• [GIVEN TASK]: Rescale the stretch from the line containing "the glacier ice" through the line containing "<point>263,342</point>" by writing those lines out again, requests included, with each x and y coordinate in the answers multiplied by 1.25 and rounded to a whole number, halves rounded up. Reproduce only these lines and keep the requests unchanged.

■ ■ ■

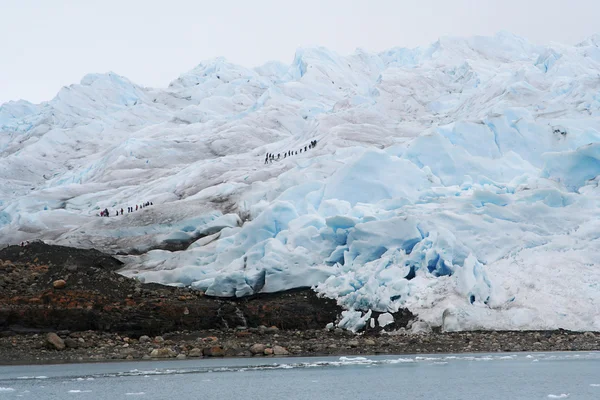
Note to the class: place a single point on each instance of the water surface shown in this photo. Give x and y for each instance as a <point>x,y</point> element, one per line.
<point>439,377</point>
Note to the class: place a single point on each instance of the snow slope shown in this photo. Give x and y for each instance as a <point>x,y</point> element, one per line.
<point>459,180</point>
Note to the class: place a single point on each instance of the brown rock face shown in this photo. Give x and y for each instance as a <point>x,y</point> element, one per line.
<point>195,352</point>
<point>55,342</point>
<point>258,348</point>
<point>95,297</point>
<point>280,351</point>
<point>162,353</point>
<point>214,351</point>
<point>59,284</point>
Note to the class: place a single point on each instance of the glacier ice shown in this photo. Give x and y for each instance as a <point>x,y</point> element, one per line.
<point>459,180</point>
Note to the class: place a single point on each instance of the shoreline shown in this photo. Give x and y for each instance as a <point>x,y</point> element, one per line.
<point>67,305</point>
<point>263,342</point>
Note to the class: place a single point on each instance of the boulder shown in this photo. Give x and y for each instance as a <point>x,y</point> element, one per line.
<point>164,352</point>
<point>54,341</point>
<point>258,348</point>
<point>59,284</point>
<point>280,351</point>
<point>195,352</point>
<point>144,339</point>
<point>214,351</point>
<point>71,343</point>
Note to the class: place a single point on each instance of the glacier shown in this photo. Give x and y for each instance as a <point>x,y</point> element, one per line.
<point>458,180</point>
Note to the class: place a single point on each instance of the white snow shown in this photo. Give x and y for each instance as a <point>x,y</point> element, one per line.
<point>458,180</point>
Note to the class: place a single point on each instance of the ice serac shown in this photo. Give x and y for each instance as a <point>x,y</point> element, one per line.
<point>459,180</point>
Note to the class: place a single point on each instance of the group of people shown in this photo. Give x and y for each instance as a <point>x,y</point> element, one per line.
<point>106,213</point>
<point>271,157</point>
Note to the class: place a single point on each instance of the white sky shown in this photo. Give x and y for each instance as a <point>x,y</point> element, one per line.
<point>47,44</point>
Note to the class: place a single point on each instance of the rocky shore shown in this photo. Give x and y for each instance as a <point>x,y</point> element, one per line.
<point>271,342</point>
<point>60,304</point>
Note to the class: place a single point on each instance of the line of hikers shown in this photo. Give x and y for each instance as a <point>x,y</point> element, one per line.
<point>271,157</point>
<point>106,213</point>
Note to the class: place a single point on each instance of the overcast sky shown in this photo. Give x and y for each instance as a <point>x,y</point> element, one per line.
<point>47,44</point>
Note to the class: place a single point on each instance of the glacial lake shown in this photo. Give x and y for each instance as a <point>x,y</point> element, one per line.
<point>436,377</point>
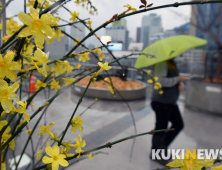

■ ■ ■

• [FULL RESPONSE]:
Note to the class: place a single point on each instance of the glacier ice shown in this photo. Give x and y for each instance as a <point>x,y</point> element, one per line.
<point>574,225</point>
Note to the class: place a single point on each instance of the shoreline shown in this photo. Give x and y for each instance as a <point>x,y</point> element, one per line.
<point>84,381</point>
<point>329,428</point>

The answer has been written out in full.